# SUPPLIED RECORDS:
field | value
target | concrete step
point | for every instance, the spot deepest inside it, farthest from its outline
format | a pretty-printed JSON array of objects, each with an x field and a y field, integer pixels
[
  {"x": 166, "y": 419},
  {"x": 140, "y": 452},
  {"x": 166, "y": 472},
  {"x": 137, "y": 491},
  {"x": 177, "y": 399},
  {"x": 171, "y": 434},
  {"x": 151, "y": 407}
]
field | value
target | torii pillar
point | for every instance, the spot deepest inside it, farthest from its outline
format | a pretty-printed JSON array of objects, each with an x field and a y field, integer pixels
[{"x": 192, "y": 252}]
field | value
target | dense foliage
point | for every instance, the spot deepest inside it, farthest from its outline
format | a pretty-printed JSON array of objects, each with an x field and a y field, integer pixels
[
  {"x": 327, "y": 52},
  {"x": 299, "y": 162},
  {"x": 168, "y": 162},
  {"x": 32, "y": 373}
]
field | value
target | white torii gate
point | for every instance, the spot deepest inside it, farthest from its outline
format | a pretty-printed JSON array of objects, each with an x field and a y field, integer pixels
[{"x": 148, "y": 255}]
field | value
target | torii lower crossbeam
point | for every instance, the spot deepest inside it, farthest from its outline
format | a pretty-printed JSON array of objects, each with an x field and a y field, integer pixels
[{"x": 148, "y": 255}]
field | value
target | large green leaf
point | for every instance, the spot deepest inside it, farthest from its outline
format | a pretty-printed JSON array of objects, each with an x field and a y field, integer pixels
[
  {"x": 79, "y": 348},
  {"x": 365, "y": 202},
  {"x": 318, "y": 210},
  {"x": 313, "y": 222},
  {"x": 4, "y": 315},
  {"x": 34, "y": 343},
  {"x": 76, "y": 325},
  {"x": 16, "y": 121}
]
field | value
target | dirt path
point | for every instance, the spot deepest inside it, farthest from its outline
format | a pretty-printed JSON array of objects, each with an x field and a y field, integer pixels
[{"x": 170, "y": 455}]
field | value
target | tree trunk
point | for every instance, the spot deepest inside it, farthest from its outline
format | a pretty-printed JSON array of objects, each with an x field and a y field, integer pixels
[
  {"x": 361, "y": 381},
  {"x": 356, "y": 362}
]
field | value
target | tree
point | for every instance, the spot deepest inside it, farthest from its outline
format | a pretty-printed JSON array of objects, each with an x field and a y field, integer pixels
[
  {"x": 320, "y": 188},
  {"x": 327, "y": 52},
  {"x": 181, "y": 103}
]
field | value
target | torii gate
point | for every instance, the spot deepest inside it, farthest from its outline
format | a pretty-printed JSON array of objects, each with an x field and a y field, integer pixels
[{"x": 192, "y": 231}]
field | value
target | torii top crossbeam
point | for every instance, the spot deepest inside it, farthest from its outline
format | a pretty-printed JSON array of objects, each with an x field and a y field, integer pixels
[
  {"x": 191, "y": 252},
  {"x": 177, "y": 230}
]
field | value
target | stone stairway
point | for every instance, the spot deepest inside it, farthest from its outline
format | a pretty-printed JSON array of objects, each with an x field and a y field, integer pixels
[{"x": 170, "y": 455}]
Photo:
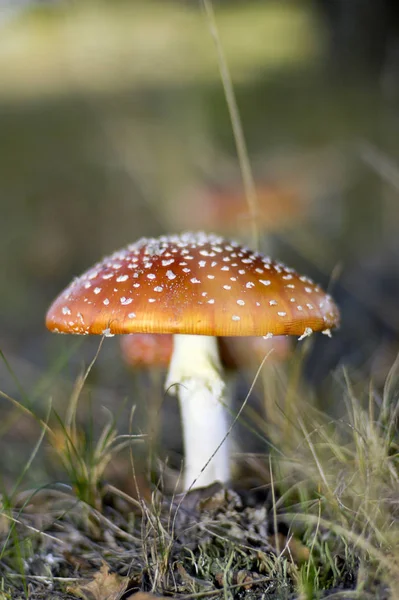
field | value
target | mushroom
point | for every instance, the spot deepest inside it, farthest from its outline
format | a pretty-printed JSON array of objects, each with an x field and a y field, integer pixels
[{"x": 195, "y": 286}]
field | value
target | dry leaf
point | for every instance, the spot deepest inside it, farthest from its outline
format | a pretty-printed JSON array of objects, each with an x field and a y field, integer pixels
[{"x": 104, "y": 586}]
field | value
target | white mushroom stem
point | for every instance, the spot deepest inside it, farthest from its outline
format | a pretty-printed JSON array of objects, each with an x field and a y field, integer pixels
[{"x": 195, "y": 376}]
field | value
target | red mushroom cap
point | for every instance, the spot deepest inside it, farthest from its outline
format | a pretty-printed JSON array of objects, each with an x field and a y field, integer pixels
[{"x": 191, "y": 283}]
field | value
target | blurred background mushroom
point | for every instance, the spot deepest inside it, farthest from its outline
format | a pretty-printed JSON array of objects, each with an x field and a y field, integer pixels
[{"x": 114, "y": 125}]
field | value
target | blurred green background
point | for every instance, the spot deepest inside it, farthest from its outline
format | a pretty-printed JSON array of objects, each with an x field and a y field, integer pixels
[{"x": 113, "y": 125}]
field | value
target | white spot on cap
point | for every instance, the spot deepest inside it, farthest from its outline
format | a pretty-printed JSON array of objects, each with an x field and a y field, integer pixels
[
  {"x": 308, "y": 331},
  {"x": 107, "y": 332}
]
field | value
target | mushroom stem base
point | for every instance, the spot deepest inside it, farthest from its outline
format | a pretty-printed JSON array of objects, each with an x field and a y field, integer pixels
[
  {"x": 195, "y": 376},
  {"x": 205, "y": 424}
]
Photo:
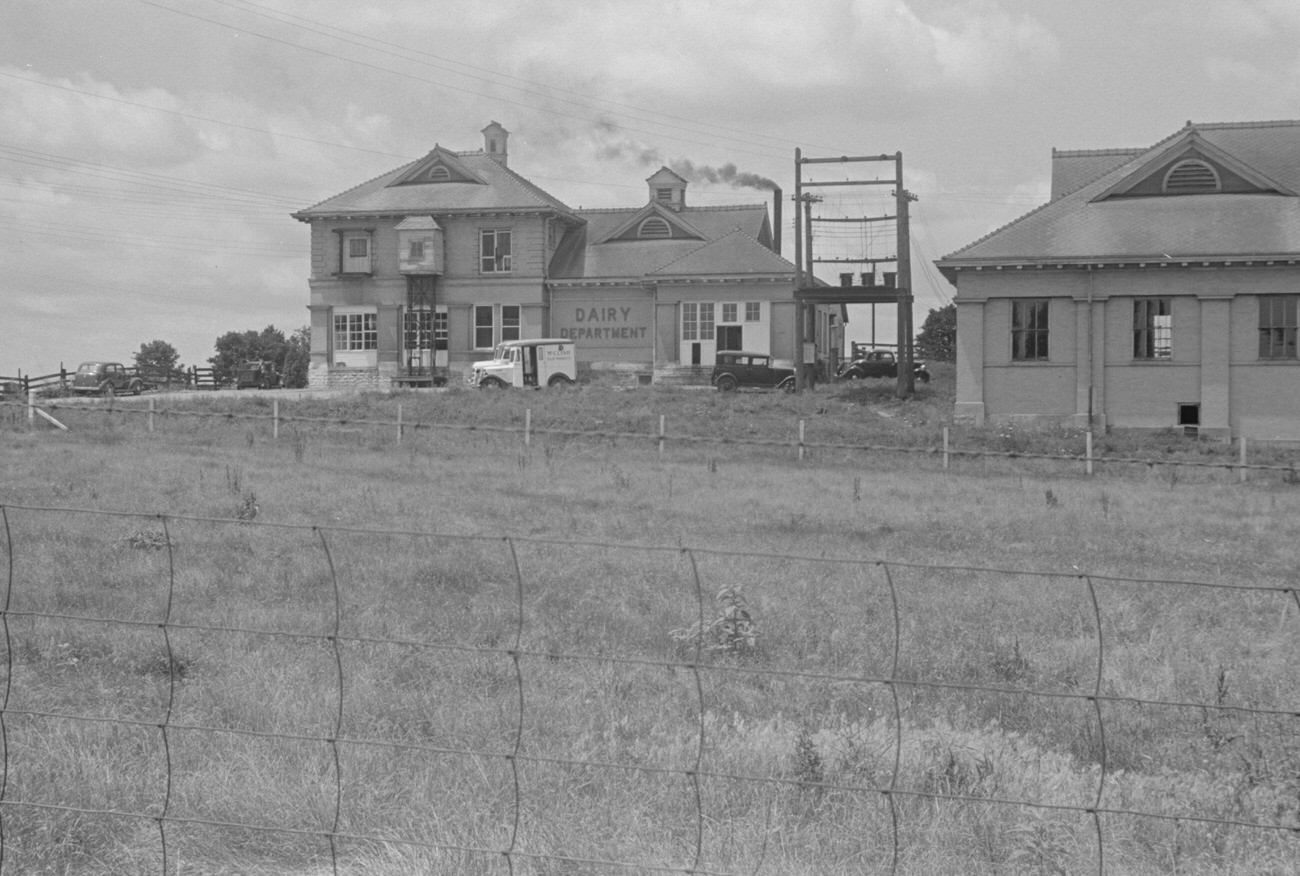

# WHAT IS BEING ASKED:
Return each line of the data above that contains the word "white". Uppercase and lowercase letters count as different.

# RESULT OF THE TASK:
target | white torii gate
target | white mushroom stem
target | white spot on cap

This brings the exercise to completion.